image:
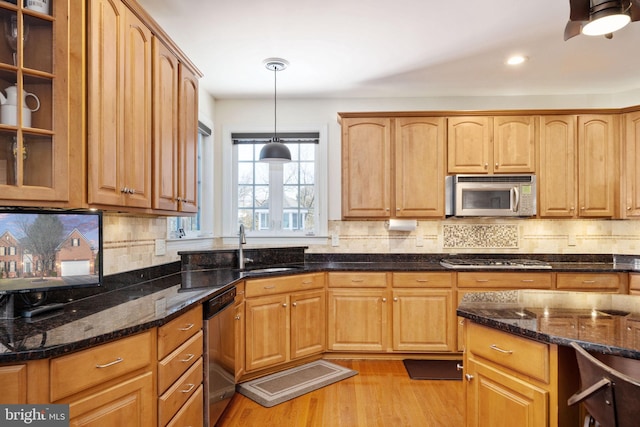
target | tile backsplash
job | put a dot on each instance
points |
(129, 241)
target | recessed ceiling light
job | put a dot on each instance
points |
(516, 59)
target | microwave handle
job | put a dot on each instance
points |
(515, 199)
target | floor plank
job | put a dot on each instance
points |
(382, 394)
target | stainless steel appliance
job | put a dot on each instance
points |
(219, 349)
(494, 263)
(491, 195)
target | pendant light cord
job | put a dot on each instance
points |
(275, 104)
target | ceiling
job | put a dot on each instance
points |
(400, 48)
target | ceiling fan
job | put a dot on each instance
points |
(592, 17)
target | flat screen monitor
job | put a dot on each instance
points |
(44, 250)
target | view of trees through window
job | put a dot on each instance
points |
(277, 196)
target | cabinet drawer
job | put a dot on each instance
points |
(422, 280)
(480, 279)
(283, 284)
(357, 280)
(519, 354)
(176, 396)
(177, 331)
(586, 281)
(175, 364)
(191, 414)
(79, 371)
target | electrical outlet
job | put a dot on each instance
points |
(161, 247)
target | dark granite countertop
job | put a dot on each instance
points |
(604, 323)
(131, 308)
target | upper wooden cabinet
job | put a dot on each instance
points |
(478, 144)
(37, 133)
(578, 167)
(175, 109)
(557, 178)
(631, 150)
(393, 167)
(119, 99)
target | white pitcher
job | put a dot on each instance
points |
(9, 107)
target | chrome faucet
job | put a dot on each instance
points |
(242, 241)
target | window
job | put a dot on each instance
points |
(192, 226)
(278, 200)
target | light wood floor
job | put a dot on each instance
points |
(382, 394)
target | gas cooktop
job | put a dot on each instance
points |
(493, 263)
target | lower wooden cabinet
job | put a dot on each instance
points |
(130, 403)
(514, 381)
(357, 319)
(284, 319)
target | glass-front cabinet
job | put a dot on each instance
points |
(34, 99)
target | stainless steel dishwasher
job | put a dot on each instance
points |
(219, 349)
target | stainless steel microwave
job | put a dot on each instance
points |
(491, 195)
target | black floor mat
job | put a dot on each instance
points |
(433, 369)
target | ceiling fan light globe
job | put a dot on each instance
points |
(606, 24)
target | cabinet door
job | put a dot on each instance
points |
(497, 399)
(266, 331)
(423, 320)
(469, 147)
(188, 141)
(632, 170)
(136, 148)
(596, 165)
(514, 146)
(308, 320)
(129, 403)
(165, 127)
(557, 175)
(105, 113)
(366, 173)
(14, 384)
(357, 320)
(419, 167)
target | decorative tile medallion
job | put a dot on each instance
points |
(472, 236)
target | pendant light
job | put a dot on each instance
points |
(275, 151)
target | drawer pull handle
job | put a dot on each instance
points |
(188, 389)
(190, 356)
(106, 365)
(496, 348)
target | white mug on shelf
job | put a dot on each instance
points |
(41, 6)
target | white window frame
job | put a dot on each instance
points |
(230, 185)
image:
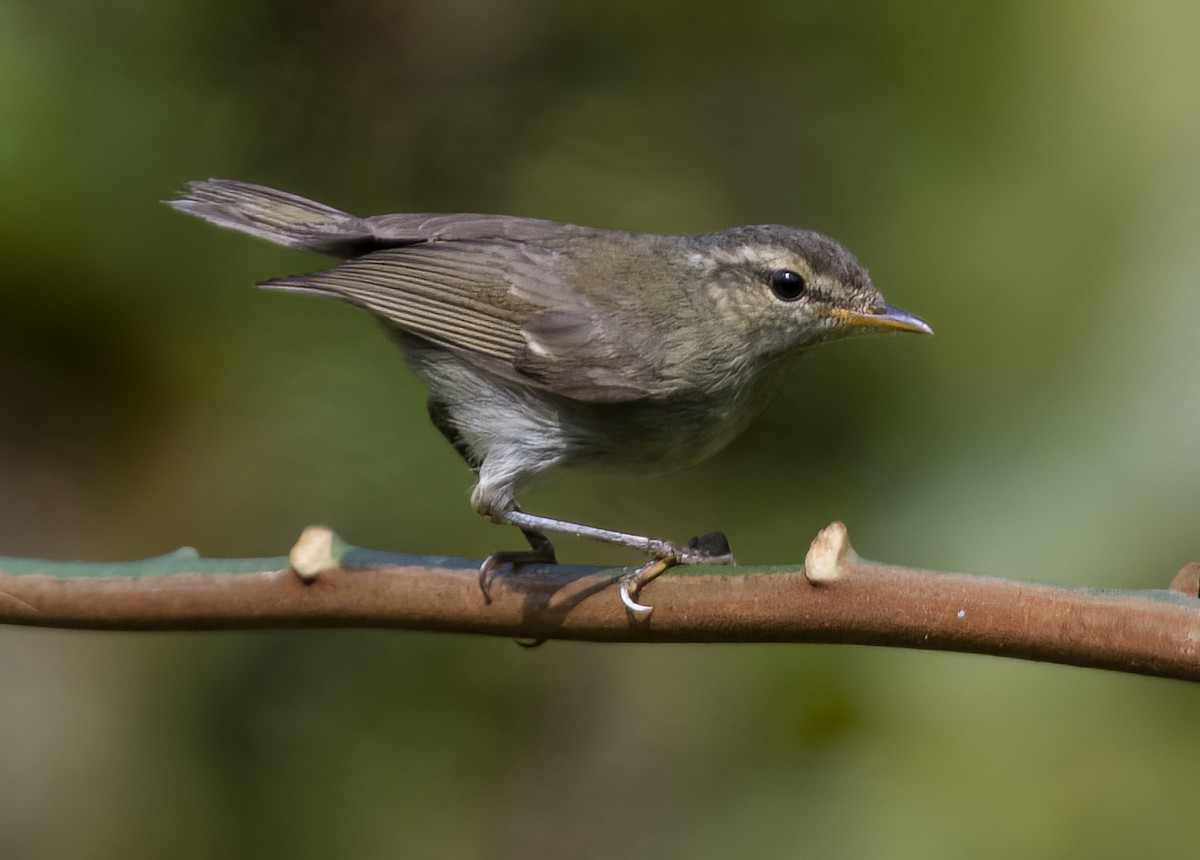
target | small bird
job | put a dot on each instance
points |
(546, 344)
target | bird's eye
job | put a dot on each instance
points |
(786, 284)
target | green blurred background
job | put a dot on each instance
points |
(1025, 175)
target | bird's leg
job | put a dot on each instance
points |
(712, 548)
(540, 551)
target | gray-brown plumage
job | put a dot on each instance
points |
(550, 344)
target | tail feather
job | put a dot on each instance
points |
(276, 216)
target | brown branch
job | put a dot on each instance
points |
(837, 597)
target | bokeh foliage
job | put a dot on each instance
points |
(1024, 175)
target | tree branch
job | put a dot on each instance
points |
(835, 597)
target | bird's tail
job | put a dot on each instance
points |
(276, 216)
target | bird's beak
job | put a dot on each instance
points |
(885, 317)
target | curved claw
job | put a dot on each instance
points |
(639, 611)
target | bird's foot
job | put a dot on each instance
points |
(706, 549)
(541, 553)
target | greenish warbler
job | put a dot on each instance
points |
(549, 344)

Objective: Can you express all the entries above as a two-column CSV with the header "prompt" and "answer", one row per entry, putting each entry's text and its answer in a single quoted field with line breaks turned into spaces? Leave the pictures out.

Solution for this problem:
prompt,answer
"image: target | tile backsplash job | put a dot on each instance points |","(129, 241)"
"target | recessed ceiling light job | put a dot on each instance points |","(516, 59)"
"target | microwave handle job | put a dot on each instance points |","(515, 199)"
"target | floor plank job | put a dot on each instance points |","(382, 394)"
"target | stainless steel appliance job | put a dot on each instance points |","(219, 349) (494, 263) (491, 195)"
"target | pendant light cord job | put a dot on each instance points |","(275, 104)"
"target | ceiling job | put a dot on each instance points |","(400, 48)"
"target | ceiling fan job | put a dot on each instance points |","(592, 17)"
"target | flat screen monitor job | put a dot on each instance points |","(44, 250)"
"target | view of trees through window job | put a dot on each instance points |","(277, 196)"
"target | cabinet drawer job | put a dot on each instance points |","(422, 280) (480, 279) (283, 284) (357, 280) (519, 354) (176, 396) (177, 331) (586, 281) (175, 364) (191, 414) (79, 371)"
"target | electrical outlet job | put a dot on each instance points |","(161, 247)"
"target | dark granite countertop job | put a dot on each instance points |","(604, 323) (131, 308)"
"target | upper wooden cabinet job | put a dot on each instance points |","(478, 144) (37, 133) (578, 167) (175, 109) (557, 178) (631, 150) (393, 167) (119, 99)"
"target | white pitcher job | put a dot on each instance points |","(9, 107)"
"target | chrome faucet job | put a dot on each instance points |","(242, 241)"
"target | window job | put a dot on each instance points |","(192, 226) (278, 200)"
"target | light wood floor job | put a dot on each instance points |","(382, 394)"
"target | gas cooktop job | put a dot on each instance points |","(493, 263)"
"target | lower wooden cabinet job | put a dot on each instance points |","(130, 403) (514, 381) (357, 319) (284, 319)"
"target | glass-front cabinet job | put a dot on each instance points |","(34, 99)"
"target | stainless steel dishwasher job | put a dot on each instance points |","(219, 349)"
"target | stainless steel microwave job | put a dot on each instance points |","(491, 195)"
"target | black floor mat job | put a dot on each instance points |","(433, 369)"
"target | ceiling fan light globe job | put a dot on each instance points |","(606, 24)"
"target | cabinet door job | put a dot on each instance points |","(497, 399) (266, 331) (423, 320) (469, 147) (188, 141) (632, 170) (136, 148) (596, 165) (514, 146) (308, 320) (129, 403) (165, 127) (557, 175) (105, 113) (366, 173) (14, 384) (357, 320) (419, 167)"
"target | decorative tile medallion job | put a dot on each instance points |","(472, 236)"
"target | pendant light job | put a dot on each instance points |","(275, 151)"
"target | drawer pull handle job | put a dot on each instance points |","(188, 389) (190, 356) (106, 365) (496, 348)"
"target | white mug on shelf job | put a dot on each instance points |","(41, 6)"
"target | white window frame job | put a dot on each instance points |","(230, 185)"
"image: target | small bird job | put a dot on each instance points |","(546, 344)"
"target | bird's eye job | put a dot on each instance points |","(786, 284)"
"target | green blurred background job | put a dot on each instance points |","(1025, 175)"
"target | bird's leg job | put a dot on each instance points |","(712, 548) (540, 551)"
"target | gray-brown plumage job | put a dot on each instance points |","(550, 344)"
"target | tail feather job | put a dot on each instance points |","(276, 216)"
"target | brown branch job | put a dot on each instance points |","(837, 597)"
"target | bokeh foliage job | put a dot on each instance points |","(1024, 175)"
"target | tree branch job | put a dot on each instance points |","(835, 597)"
"target | bird's tail job | put a dot on each instance points |","(276, 216)"
"target | bird's beak job | put a dot on each instance points |","(885, 317)"
"target | curved claw job | put a dot on each instance points |","(639, 611)"
"target | bird's foot job | put a dot on each instance points |","(706, 549) (541, 553)"
"target | greenish warbler job | put a dot on each instance points |","(549, 344)"